__DIRECTIVE 1__. Which functions beginning with geom_ does the ggplot excerpt name? List every one.

__PAGE EXCERPT__.
══════════
Setting up a ggplot Graph

We can focus, at least to start, on:

  • Data
  • Aesthetic
  • Geometry

Data

  • Data is just a regular data set (data.frame or tibble) as you’d normally work with it in R.
  • ggplot2 is set up to work directly with data frames. References to variables will look in the dataset you give it

Aesthetic

  • The aesthetic determines the “axes” of our graph
  • Literally the x= and y= axes, but also other axes on which data is differentiated, like color=, size=, linetype=, fill=, etc.
  • aes(x=mpg,y=hp,color=transmission) puts the mpg variable on the x-axis, hp on the y-axis, and colors things differently by transmission
  • group= to separate groups for things like labeling without making them visibly different
  • Different aesthetic values for different types of graphs/geometries

For Example

library(tidyverse)
mtcars <- mtcars %>%
  mutate(Transmission = factor(am, labels = c('Automatic','Manual')),
         CarName = row.names(mtcars))
ggplot(mtcars, aes(x = mpg, y = hp, color = Transmission)) + 
  geom_point()

Common Aesthetics

See help() for a given geometry to see what it accepts. But common are:

  • x, y: position on the x and y axis
  • color, fill: color is for coloring things generally. For shapes, color is the outline and fill is the inside
  • label: text labels
  • size: guess what this does
  • alpha: Transparency
  • linetype, linewidth: for lines or outlines, the type/thickness of line (solid, dashed…)
  • xmin/xmax/xend (and same for y): For line segments or shaded ranges, where do they start/end?

Geometry

  • The geometry is what actually gets drawn. In the last slide, geom_point() drew points.
  • There are many different geometries. Let’s look at the ggplot2 cheat sheet
  • Common: geom_point, geom_line, geom_col, geom_text

Geometry: geom_line

data(economics)
ggplot(economics, aes(x = date, y = uempmed)) + 
  geom_line()

Geometries: geom_text

ggplot(mtcars, aes(x = mpg, y = hp, color = Transmission, label = CarName)) + 
  geom_text()

Explicit bar graphs like Excel: geom_col

data <- tibble(category = c('Apple','Banana','Carrot'),
               quality = c(6,4,3))
══════════
__MATERIALS PROVIDED__.
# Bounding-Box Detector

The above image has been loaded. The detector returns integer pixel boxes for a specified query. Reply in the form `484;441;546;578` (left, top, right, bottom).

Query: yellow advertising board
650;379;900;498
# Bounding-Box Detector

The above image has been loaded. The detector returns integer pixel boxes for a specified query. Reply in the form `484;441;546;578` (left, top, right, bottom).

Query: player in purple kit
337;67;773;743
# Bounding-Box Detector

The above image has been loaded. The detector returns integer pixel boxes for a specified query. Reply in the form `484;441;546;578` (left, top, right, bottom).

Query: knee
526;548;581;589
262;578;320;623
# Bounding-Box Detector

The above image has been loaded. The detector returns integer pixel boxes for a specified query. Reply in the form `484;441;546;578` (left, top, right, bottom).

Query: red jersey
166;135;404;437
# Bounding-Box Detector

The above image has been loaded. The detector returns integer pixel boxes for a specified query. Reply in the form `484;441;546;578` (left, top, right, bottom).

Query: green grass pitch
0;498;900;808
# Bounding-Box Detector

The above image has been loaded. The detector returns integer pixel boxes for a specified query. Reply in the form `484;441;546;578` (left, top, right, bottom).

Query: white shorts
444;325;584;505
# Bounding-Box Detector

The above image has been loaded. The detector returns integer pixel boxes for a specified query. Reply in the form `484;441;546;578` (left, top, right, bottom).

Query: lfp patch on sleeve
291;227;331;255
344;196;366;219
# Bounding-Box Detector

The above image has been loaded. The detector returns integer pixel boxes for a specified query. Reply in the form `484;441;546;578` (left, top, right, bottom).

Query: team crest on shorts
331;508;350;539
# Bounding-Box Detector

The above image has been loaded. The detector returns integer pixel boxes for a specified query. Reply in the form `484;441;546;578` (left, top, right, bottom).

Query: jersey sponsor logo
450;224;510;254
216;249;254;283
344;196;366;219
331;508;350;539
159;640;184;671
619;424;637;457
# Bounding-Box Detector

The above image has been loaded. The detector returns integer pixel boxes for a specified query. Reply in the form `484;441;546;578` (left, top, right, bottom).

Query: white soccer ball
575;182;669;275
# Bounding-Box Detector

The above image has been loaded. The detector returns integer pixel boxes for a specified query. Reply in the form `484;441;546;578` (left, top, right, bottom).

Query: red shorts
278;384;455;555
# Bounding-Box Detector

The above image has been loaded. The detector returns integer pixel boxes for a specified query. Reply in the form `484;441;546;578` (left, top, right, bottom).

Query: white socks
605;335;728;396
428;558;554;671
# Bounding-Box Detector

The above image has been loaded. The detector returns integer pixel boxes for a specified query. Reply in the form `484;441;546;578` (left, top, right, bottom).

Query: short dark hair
══════════
__DIRECTIVE 2__. Give the records from their start up to and including the line with "650;379;900;498" as a two-column CSV with one row per request. Use the columns query_text and box, and put each field in quotation marks with its line breaks turned into spaces.

__REPLY 1__. geom_point, geom_line, geom_col, geom_text

__REPLY 2__.
query_text,box
"# Bounding-Box Detector The above image has been loaded. The detector returns integer pixel boxes for a specified query. Reply in the form `484;441;546;578` (left, top, right, bottom). Query: yellow advertising board","650;379;900;498"